> _Task objective_
Please return each record exactly as it stands.
[Record set — start]
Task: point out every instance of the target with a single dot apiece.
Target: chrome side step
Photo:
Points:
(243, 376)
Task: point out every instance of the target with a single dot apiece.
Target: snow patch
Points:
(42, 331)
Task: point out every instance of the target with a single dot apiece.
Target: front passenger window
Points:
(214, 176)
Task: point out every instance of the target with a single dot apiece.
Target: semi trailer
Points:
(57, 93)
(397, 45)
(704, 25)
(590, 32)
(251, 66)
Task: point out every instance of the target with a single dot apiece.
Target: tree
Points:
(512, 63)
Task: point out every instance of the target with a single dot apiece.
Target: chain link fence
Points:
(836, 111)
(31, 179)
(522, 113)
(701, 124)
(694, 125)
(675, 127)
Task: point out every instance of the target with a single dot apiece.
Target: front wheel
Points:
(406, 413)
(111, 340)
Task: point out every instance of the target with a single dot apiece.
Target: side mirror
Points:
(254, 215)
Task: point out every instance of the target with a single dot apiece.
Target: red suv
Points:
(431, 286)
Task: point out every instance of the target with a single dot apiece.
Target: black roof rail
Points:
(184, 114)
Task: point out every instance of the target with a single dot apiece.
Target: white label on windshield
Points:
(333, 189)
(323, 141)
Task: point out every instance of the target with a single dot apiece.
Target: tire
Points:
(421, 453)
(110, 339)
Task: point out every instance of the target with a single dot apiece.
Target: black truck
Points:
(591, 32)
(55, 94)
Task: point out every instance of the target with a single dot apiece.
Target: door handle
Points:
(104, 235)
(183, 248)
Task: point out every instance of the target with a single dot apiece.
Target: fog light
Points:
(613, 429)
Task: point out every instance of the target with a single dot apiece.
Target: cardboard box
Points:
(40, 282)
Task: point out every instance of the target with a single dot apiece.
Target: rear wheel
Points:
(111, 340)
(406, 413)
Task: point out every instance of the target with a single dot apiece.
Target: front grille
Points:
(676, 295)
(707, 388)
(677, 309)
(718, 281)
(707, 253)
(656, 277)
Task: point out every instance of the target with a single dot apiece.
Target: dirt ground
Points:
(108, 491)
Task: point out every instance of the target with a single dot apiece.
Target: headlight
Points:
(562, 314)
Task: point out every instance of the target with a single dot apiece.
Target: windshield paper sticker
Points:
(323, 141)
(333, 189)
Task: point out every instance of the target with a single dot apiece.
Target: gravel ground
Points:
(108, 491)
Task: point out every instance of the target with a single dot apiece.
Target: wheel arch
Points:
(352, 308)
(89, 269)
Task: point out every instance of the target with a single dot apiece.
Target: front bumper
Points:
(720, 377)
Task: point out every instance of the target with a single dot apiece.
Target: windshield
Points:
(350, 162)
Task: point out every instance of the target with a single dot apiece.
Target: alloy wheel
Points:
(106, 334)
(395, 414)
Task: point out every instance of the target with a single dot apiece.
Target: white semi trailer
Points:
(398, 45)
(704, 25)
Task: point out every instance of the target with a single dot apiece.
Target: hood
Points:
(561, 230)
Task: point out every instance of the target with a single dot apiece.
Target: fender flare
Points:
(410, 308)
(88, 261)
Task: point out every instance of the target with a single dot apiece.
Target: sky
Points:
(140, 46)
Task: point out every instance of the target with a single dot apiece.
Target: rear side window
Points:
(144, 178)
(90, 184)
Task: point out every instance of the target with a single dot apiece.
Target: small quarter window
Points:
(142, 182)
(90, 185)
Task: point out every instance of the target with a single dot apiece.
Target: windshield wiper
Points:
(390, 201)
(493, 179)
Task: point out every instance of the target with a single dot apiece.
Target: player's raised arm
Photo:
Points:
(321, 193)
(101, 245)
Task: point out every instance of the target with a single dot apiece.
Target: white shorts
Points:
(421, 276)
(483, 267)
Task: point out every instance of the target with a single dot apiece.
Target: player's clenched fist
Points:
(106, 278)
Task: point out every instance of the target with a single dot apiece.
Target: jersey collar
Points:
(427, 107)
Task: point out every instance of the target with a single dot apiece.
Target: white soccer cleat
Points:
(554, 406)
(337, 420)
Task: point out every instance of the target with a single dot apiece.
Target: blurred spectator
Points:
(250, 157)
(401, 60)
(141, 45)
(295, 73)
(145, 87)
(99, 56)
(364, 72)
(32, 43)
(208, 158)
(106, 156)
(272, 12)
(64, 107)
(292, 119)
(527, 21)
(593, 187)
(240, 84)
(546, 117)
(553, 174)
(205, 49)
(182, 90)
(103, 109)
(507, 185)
[Record set — finish]
> _Expected answer_
Task: point out every instance of the target with a single dot apiece.
Target: chrome side step
Photo:
Points:
(243, 376)
Task: point out every instance of the target with a single dot apiece.
Target: snow patch
Points:
(42, 331)
Task: point out every instance of the target with a single dot apiece.
Target: front passenger window
Points:
(214, 176)
Task: point out every instance of the target with a single dot apiece.
Target: semi trailer
Points:
(57, 93)
(397, 45)
(704, 25)
(590, 32)
(251, 66)
Task: point out every instance of the target with a single dot apiece.
Target: tree
Points:
(512, 63)
Task: point out every instance of the target with a single dot apiece.
Target: chain link fence
Points:
(836, 111)
(31, 179)
(522, 113)
(701, 124)
(694, 125)
(675, 127)
Task: point out every instance of the target with a single dot apiece.
Target: front wheel
Points:
(406, 413)
(111, 340)
Task: point out every instance of the target with a single dot apiece.
Target: side mirror
Points:
(254, 215)
Task: point out every instance of the target with a single dot apiece.
Target: red suv
Points:
(431, 286)
Task: point out every instance of the target with a single dot apiece.
Target: black roof rail
Points:
(184, 114)
Task: point out every instance of the target with a single dot apiece.
Target: white label on windshield
Points:
(333, 189)
(323, 141)
Task: point out every instance of the target with a single dot apiece.
Target: tire
Points:
(421, 453)
(110, 339)
Task: point out every instance of the target with a single dot apiece.
Target: black truck
Points:
(591, 32)
(55, 94)
Task: point out every instance of the target with a single dot apiece.
Target: door handle
Points:
(104, 235)
(183, 248)
Task: point out every instance of the target with a single dot apiece.
Target: fog light
Points:
(613, 429)
Task: point out every instance of the target with a single dot apiece.
Target: cardboard box
Points:
(40, 282)
Task: point out every instance of the target with a single dot apiece.
Target: rear wheel
Points:
(111, 340)
(406, 413)
Task: point out every instance of the target with a single dot apiece.
Target: front grille
Points:
(676, 295)
(707, 388)
(677, 309)
(718, 281)
(707, 253)
(656, 277)
Task: point out every instance of the target with a single dot apiece.
Target: dirt ground
Points:
(108, 491)
Task: point out every instance of the target with a single dot apiece.
Target: headlight
Points:
(562, 314)
Task: point out every instance of the target with a single dot apiece.
Target: windshield paper sticker
Points:
(323, 141)
(333, 189)
Task: point out every instance of the target with a single dot apiece.
Target: gravel ground
Points:
(108, 491)
Task: point out every instance of the target with a single dot apiece.
Target: wheel arch
Points:
(352, 308)
(89, 269)
Task: point out every instance of the target with a single dot apiece.
Target: front bumper
Points:
(720, 377)
Task: point out every instance of the target with a single dot apiece.
Target: windshield
Points:
(350, 162)
Task: point out every instance of the target with a single dot apiece.
Target: alloy wheel
Points:
(106, 334)
(395, 414)
Task: point out every instance of the target with a single dot apiece.
Target: white semi trailer
Points:
(398, 45)
(704, 25)
Task: point out every instance of the target with a single dot apiece.
Target: hood
Points:
(561, 230)
Task: point out every instance of the target with a single dot apiece.
Target: fender flare
Points:
(410, 308)
(88, 261)
Task: point out every instance of the target with a single dot apiece.
Target: sky
Points:
(140, 46)
Task: point out every instance of the target with a single dot apiece.
Target: rear side window
Points:
(144, 178)
(90, 184)
Task: point out every instance of the target with a single dot apiece.
Target: small quarter window
Points:
(142, 182)
(90, 185)
Task: point out every instance of the target with a single dot apiece.
Target: windshield wiper
Points:
(390, 201)
(493, 179)
Task: point out every instance of the target with a single dot apiece.
Target: player's raised arm
Photo:
Points:
(321, 193)
(101, 245)
Task: point out every instance of the target with a single dot apiece.
Target: white shorts
Points:
(421, 276)
(483, 267)
Task: point out every instance of the target with a single dot apiece.
Target: player's clenched fist
Points:
(106, 278)
Task: point out every instance of the target with a single dot apiece.
Target: jersey collar
Points:
(427, 107)
Task: point out every instance of the target with a single dot apiece.
Target: white soccer cleat
Points:
(554, 406)
(337, 420)
Task: point out every instance of the target with a single dot apiece.
Target: blurred spectator
Points:
(250, 157)
(401, 60)
(141, 45)
(295, 73)
(145, 87)
(99, 56)
(364, 72)
(32, 43)
(208, 158)
(106, 156)
(272, 12)
(64, 107)
(292, 119)
(527, 21)
(593, 187)
(240, 84)
(546, 117)
(553, 174)
(205, 49)
(182, 90)
(103, 109)
(507, 185)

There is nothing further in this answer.